# PROBLEM TO SOLVE
Nothing but the lines from the one containing "# place a dot on each instance of the wood-grain" to the end of the data should be copied, exactly, and the pictures stay out.

======== RECORDS TO PROCESS ========

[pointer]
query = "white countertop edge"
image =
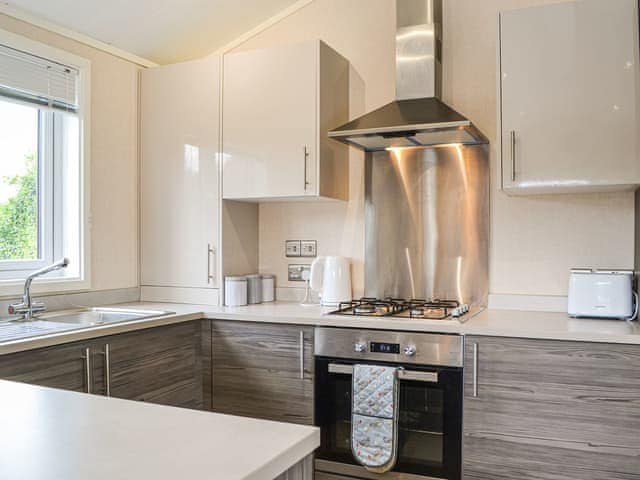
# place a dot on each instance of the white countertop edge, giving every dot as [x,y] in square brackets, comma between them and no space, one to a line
[84,424]
[489,322]
[287,459]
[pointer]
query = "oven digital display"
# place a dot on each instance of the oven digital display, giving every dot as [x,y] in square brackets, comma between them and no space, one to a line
[377,347]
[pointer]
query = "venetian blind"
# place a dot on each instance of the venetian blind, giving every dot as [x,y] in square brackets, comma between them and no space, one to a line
[32,79]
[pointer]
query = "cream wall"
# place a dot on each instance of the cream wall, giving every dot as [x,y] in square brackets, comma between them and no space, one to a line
[535,241]
[114,153]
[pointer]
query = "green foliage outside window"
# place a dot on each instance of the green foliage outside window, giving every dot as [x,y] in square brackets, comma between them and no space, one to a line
[19,216]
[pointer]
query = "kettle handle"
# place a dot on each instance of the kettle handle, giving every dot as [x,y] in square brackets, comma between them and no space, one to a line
[317,272]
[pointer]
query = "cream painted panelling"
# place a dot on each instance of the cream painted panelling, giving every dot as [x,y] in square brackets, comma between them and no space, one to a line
[534,241]
[114,153]
[362,31]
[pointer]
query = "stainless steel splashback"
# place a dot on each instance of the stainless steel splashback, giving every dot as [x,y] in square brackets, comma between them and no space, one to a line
[427,223]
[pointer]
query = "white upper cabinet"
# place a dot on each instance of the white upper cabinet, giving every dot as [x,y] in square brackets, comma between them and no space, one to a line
[569,97]
[278,104]
[180,111]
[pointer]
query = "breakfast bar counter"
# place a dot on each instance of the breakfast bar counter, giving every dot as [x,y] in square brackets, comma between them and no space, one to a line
[49,433]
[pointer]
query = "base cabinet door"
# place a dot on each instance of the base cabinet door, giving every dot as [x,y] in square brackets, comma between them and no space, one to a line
[64,367]
[551,410]
[263,370]
[157,365]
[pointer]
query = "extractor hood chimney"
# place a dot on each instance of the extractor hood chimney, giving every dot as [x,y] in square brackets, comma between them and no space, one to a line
[417,118]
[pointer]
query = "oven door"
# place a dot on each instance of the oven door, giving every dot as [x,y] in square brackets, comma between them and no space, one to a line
[430,422]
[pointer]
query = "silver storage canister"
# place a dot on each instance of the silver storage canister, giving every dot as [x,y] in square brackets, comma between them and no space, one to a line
[254,289]
[268,288]
[235,291]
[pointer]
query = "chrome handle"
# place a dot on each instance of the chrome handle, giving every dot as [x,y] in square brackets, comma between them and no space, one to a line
[301,355]
[475,370]
[410,350]
[414,375]
[87,370]
[210,251]
[513,155]
[107,370]
[306,156]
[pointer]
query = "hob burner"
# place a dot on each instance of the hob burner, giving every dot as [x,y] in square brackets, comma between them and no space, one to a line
[435,309]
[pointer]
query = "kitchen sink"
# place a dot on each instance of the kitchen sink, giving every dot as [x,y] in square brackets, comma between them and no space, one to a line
[101,316]
[68,320]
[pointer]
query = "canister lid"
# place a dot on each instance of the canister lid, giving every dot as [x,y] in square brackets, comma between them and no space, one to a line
[235,278]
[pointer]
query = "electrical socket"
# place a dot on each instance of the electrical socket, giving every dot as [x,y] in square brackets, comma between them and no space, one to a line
[295,272]
[309,248]
[292,248]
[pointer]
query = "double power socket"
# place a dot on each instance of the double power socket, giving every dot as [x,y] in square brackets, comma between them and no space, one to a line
[300,249]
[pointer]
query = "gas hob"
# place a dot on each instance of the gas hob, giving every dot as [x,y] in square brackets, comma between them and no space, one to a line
[394,307]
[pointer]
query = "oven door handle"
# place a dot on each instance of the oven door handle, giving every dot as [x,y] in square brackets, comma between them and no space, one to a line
[414,375]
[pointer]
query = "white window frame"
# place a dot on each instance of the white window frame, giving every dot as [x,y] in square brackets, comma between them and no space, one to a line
[62,282]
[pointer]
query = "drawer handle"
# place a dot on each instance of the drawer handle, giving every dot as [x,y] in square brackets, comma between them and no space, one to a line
[107,370]
[87,370]
[301,355]
[306,156]
[210,251]
[475,370]
[513,155]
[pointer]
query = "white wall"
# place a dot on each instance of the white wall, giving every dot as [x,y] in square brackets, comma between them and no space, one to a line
[535,241]
[114,154]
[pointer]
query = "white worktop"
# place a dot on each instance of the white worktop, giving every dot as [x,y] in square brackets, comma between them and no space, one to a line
[491,322]
[55,434]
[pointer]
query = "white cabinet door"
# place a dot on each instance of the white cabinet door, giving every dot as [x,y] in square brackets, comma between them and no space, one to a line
[270,126]
[179,174]
[569,97]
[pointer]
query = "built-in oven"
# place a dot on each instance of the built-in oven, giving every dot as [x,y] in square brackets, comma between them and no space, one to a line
[430,401]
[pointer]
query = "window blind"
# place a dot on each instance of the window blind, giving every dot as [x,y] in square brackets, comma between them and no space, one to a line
[36,80]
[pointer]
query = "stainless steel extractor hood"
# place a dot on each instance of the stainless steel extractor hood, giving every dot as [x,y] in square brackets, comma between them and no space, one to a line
[417,118]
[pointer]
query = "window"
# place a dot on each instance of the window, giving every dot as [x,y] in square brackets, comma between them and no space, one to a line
[43,124]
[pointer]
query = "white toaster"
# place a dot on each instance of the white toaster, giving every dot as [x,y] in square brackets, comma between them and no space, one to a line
[602,294]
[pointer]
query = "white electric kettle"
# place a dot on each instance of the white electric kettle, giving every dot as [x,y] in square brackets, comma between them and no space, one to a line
[331,278]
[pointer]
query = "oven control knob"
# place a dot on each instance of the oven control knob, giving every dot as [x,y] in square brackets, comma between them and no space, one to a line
[410,350]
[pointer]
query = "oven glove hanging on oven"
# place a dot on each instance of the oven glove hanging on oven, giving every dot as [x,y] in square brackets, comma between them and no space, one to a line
[374,417]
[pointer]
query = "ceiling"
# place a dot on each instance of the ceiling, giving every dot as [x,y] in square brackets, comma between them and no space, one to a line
[164,31]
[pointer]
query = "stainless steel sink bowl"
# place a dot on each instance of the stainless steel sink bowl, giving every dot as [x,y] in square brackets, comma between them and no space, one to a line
[101,316]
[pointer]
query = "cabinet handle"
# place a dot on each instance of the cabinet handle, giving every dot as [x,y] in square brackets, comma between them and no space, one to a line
[475,370]
[107,370]
[301,355]
[306,156]
[87,370]
[513,155]
[210,251]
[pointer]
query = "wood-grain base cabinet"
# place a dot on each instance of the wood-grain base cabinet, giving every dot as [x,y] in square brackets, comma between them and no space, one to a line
[263,370]
[65,366]
[159,365]
[551,410]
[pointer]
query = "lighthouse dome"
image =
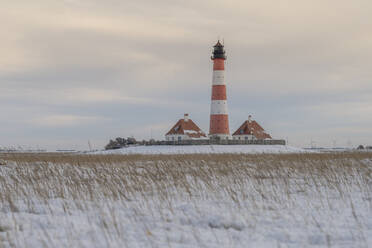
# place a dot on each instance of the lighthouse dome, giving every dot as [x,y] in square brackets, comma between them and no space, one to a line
[218,51]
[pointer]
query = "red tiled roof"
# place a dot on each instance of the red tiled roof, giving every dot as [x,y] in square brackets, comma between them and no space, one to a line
[188,128]
[253,128]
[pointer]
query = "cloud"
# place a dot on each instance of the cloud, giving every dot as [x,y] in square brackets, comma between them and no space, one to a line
[65,120]
[137,63]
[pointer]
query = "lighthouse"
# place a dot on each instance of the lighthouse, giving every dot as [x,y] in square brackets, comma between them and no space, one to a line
[219,118]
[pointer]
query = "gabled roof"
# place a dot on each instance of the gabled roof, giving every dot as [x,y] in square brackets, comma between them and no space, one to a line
[251,127]
[187,127]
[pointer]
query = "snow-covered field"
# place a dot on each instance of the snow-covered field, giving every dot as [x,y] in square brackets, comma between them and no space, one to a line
[224,200]
[204,149]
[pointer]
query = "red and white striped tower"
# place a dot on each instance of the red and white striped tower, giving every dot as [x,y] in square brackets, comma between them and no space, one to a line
[219,122]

========

# ANSWER
# place a dot on each instance of the wood-grain base cabinet, giving every dot as [x,y] in square brackets, comma between them and no space, one to a line
[263,370]
[65,366]
[159,365]
[551,410]
[pointer]
query = "lighthouse dome"
image =
# place a dot on each instance of the lighthouse dome, giving every dot as [x,y] in square brackets, comma between them and no space, one to a line
[218,51]
[pointer]
query = "red tiled roof"
# place a dot on each instance of the red tiled roof, giving every dot as [x,y] in square brackets, comma between them and no space, one to a line
[188,128]
[253,128]
[pointer]
query = "cloud"
# place a dot on each instance of the cloud, giving every dot as [x,y] in square brackets, comma between them and no space, one to a line
[65,120]
[137,63]
[pointer]
query = "lighthouse"
# place a dot on each instance of the lighthouse, giving every dot as [x,y] in square brackets, comma between them and no space, one to a line
[219,118]
[pointer]
query = "gabled roof"
# place a dot on each instance of the gabled roof, giving every dot as [x,y] in square brackets, comma between them and no space, one to a line
[251,127]
[187,127]
[pointer]
query = "snow-covered field"
# place a dot on each instance of the snow-covered field, giving every dot as [x,y] in square brackets, comma between them and no space, one to a line
[224,200]
[204,149]
[pointer]
query = "red and white striped tower"
# place a dot on each instance of the red and white striped tower, giving every dot as [x,y] in square brackets, comma between them and no space, one to a line
[219,122]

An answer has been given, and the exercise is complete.